◆ **TASK OBJECTIVE**: Find the word "firefighter" in the data. Return every line where it appears.

◆ **Dataset entries**:
--------------------

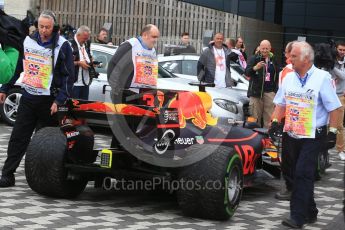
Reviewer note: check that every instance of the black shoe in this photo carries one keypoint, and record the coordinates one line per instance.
(291, 223)
(7, 181)
(311, 220)
(283, 194)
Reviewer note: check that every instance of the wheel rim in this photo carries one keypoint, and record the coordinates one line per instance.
(234, 185)
(11, 106)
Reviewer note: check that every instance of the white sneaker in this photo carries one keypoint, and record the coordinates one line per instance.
(342, 156)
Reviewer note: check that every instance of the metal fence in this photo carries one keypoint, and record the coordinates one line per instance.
(171, 16)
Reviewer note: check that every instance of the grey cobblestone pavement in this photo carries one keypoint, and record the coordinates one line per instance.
(21, 208)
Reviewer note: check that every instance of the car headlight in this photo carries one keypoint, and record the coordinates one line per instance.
(227, 105)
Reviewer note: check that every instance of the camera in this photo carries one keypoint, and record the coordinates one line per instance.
(92, 71)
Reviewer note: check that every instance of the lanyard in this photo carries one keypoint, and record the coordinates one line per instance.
(302, 80)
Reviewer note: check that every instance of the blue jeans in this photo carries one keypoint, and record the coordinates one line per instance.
(81, 92)
(302, 204)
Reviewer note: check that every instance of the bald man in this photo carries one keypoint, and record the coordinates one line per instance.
(263, 72)
(133, 66)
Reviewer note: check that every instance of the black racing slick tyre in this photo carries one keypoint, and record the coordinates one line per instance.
(218, 185)
(9, 109)
(44, 166)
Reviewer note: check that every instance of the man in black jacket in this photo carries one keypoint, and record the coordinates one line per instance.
(48, 79)
(263, 84)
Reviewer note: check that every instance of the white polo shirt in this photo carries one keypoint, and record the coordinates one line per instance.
(307, 104)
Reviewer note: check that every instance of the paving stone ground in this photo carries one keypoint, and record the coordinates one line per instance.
(21, 208)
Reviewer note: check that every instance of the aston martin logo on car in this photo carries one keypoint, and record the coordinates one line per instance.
(163, 144)
(199, 139)
(170, 116)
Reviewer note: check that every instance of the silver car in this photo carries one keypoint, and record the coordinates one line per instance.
(229, 103)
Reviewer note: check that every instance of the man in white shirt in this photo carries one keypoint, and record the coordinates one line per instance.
(82, 60)
(213, 66)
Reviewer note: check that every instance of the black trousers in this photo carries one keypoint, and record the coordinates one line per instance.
(30, 115)
(288, 160)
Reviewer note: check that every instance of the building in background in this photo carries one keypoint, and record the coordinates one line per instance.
(317, 20)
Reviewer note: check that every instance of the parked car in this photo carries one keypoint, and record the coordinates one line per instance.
(230, 103)
(185, 66)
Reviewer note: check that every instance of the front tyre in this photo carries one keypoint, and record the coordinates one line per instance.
(44, 165)
(220, 179)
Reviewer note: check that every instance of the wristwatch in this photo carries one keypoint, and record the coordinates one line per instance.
(333, 130)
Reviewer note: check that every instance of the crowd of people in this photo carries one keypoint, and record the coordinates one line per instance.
(308, 99)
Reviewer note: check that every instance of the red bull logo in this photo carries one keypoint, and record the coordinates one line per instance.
(194, 106)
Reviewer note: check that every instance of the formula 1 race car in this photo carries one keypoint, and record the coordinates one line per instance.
(165, 136)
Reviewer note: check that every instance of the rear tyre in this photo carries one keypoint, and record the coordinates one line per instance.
(218, 184)
(44, 165)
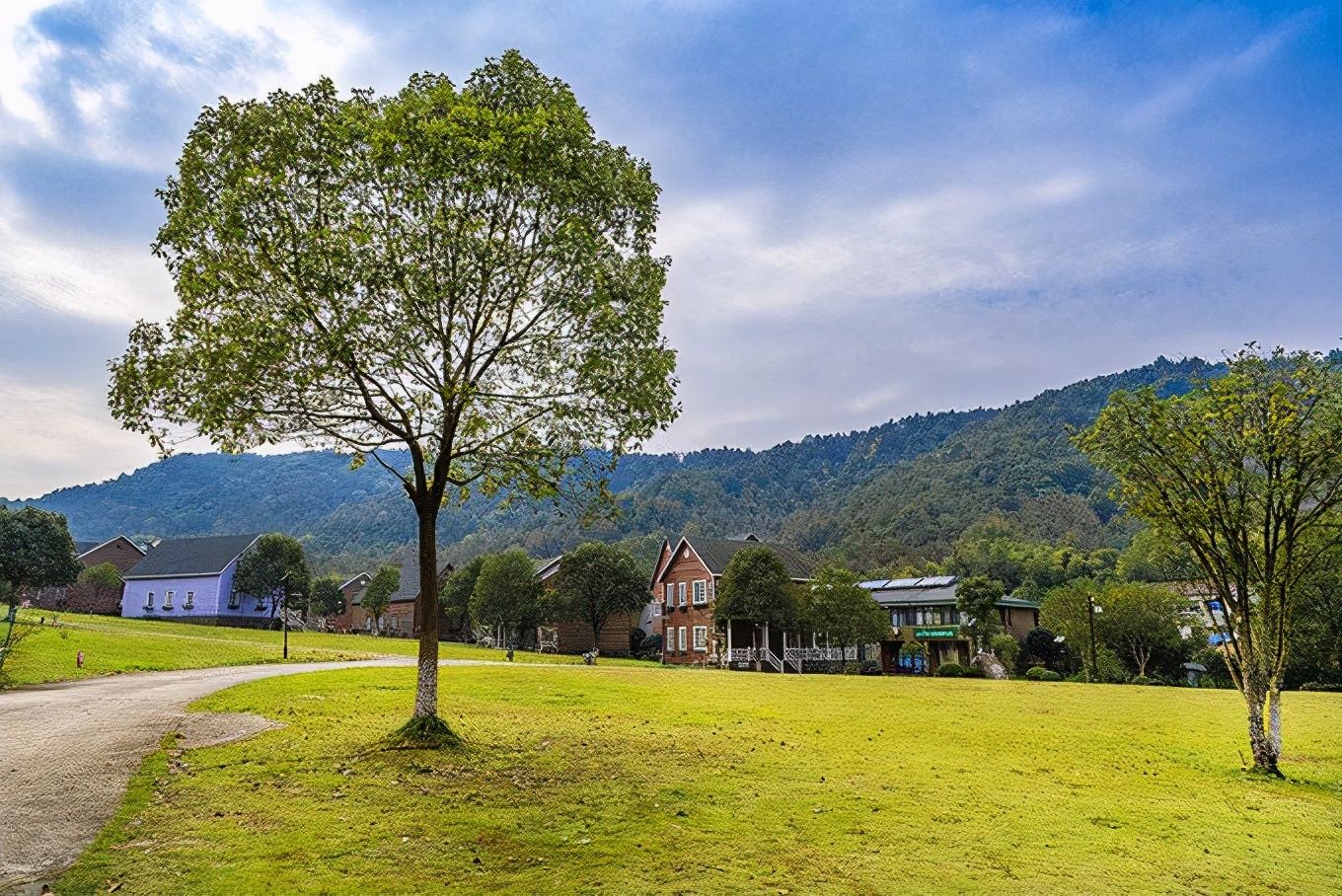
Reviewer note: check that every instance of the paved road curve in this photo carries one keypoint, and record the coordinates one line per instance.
(69, 750)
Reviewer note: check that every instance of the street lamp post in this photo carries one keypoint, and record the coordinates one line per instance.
(1090, 612)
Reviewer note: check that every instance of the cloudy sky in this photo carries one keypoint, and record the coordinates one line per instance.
(872, 209)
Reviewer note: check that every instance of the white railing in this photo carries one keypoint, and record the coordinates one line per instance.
(820, 655)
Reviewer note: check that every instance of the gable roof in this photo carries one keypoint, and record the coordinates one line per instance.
(409, 589)
(89, 548)
(716, 553)
(178, 557)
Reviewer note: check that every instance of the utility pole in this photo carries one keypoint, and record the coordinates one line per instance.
(1091, 609)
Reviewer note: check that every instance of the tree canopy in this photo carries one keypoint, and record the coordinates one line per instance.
(466, 273)
(275, 569)
(756, 588)
(836, 605)
(506, 592)
(599, 582)
(36, 552)
(1245, 473)
(976, 598)
(377, 596)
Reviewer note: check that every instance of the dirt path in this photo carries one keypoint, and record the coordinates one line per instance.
(69, 750)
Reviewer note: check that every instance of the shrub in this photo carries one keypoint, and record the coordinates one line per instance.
(1322, 686)
(1006, 649)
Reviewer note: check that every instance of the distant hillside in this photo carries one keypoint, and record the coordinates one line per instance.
(902, 489)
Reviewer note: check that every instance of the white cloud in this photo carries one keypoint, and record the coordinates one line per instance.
(85, 275)
(156, 55)
(58, 436)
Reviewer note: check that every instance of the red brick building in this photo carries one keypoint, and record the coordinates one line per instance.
(576, 637)
(119, 552)
(685, 583)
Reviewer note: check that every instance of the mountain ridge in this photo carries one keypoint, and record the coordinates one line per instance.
(903, 488)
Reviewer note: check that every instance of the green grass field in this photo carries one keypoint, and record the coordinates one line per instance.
(114, 645)
(645, 780)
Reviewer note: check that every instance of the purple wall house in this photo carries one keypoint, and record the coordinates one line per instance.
(192, 579)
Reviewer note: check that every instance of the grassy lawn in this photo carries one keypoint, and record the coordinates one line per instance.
(640, 780)
(112, 645)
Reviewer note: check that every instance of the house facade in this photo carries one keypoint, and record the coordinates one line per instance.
(923, 611)
(192, 579)
(119, 552)
(567, 635)
(685, 583)
(400, 619)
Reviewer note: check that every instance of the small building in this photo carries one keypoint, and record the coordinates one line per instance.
(400, 619)
(923, 611)
(192, 579)
(569, 635)
(119, 552)
(685, 582)
(350, 589)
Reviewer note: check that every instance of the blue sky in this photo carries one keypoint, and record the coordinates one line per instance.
(872, 209)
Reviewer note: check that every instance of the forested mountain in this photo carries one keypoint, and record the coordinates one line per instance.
(898, 491)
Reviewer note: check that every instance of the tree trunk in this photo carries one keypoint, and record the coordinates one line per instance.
(1264, 746)
(425, 688)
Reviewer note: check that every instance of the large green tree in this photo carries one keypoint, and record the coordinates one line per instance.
(274, 567)
(462, 272)
(104, 579)
(976, 598)
(36, 552)
(507, 594)
(1141, 622)
(756, 588)
(377, 596)
(599, 582)
(1247, 474)
(838, 607)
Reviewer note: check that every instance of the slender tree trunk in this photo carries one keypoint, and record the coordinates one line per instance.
(425, 688)
(1266, 747)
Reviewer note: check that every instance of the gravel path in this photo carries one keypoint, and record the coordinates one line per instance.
(69, 750)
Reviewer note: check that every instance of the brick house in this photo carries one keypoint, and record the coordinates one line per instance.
(402, 615)
(343, 622)
(685, 582)
(119, 552)
(570, 635)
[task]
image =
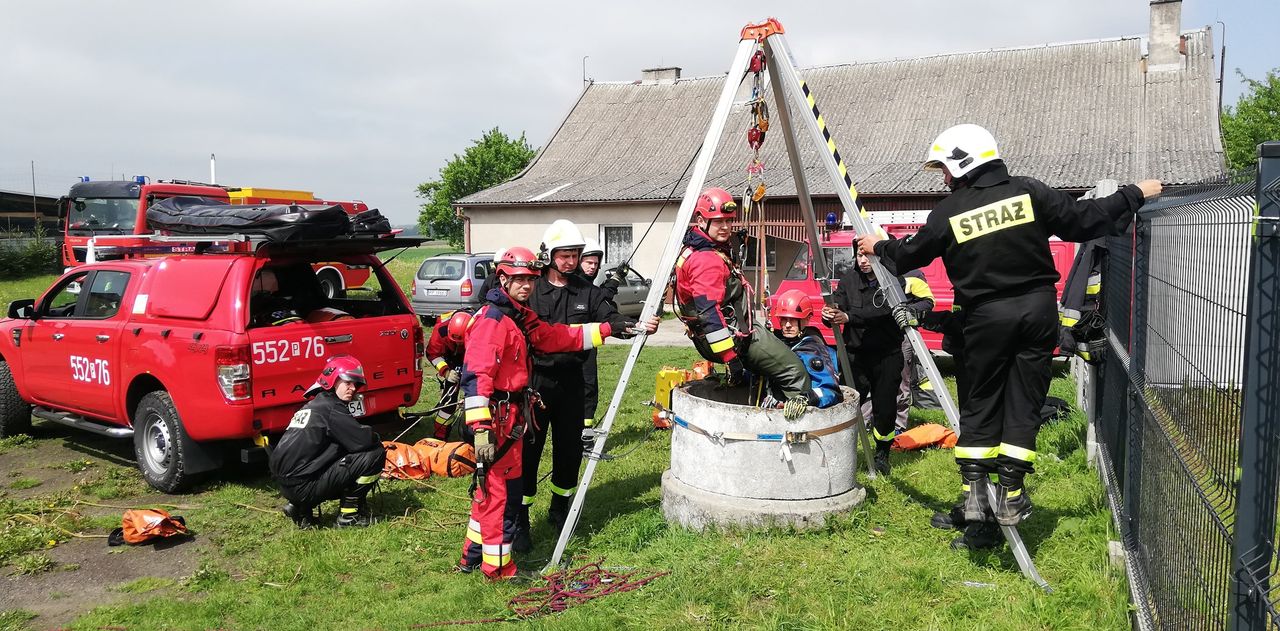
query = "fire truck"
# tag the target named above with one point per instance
(837, 246)
(114, 207)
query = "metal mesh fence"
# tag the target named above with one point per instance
(1171, 397)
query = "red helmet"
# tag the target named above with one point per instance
(716, 204)
(342, 366)
(520, 261)
(792, 303)
(457, 327)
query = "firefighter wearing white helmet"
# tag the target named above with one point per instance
(992, 234)
(563, 379)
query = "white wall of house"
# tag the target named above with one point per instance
(618, 228)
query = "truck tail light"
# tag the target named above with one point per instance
(233, 371)
(419, 348)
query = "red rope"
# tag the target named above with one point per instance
(563, 589)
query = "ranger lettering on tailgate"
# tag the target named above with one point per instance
(282, 350)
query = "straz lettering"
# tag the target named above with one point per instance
(993, 218)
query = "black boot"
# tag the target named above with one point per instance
(978, 536)
(558, 512)
(304, 516)
(882, 465)
(521, 540)
(352, 512)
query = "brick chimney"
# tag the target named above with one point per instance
(659, 76)
(1164, 51)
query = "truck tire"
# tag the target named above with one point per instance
(14, 412)
(330, 284)
(158, 443)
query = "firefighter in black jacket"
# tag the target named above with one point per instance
(563, 297)
(325, 453)
(992, 234)
(873, 335)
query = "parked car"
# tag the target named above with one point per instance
(191, 355)
(631, 295)
(449, 282)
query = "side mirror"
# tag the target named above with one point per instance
(23, 309)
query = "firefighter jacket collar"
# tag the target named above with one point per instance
(698, 239)
(995, 173)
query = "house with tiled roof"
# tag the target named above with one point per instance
(1070, 114)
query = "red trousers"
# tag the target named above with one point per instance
(496, 506)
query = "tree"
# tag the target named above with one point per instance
(489, 161)
(1256, 118)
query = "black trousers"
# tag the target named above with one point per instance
(562, 393)
(1008, 348)
(351, 476)
(877, 375)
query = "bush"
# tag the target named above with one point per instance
(27, 255)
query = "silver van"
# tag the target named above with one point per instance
(449, 282)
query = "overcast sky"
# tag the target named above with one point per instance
(368, 99)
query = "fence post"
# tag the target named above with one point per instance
(1133, 403)
(1260, 402)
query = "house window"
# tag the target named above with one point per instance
(617, 243)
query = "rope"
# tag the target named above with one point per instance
(563, 589)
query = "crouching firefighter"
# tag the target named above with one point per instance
(794, 310)
(713, 300)
(325, 453)
(444, 351)
(496, 367)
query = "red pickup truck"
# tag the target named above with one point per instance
(191, 355)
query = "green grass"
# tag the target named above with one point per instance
(878, 567)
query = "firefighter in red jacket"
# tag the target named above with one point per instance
(444, 352)
(992, 233)
(714, 301)
(494, 380)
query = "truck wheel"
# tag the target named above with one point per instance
(330, 284)
(14, 412)
(158, 442)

--------------------

◆ **TASK OUTPUT**:
query = "firefighter wearing white helmet"
query = "firefighter in black jacket"
query = "firefighter jacket collar"
query = "crouching firefighter"
query = "firefighter in red jacket"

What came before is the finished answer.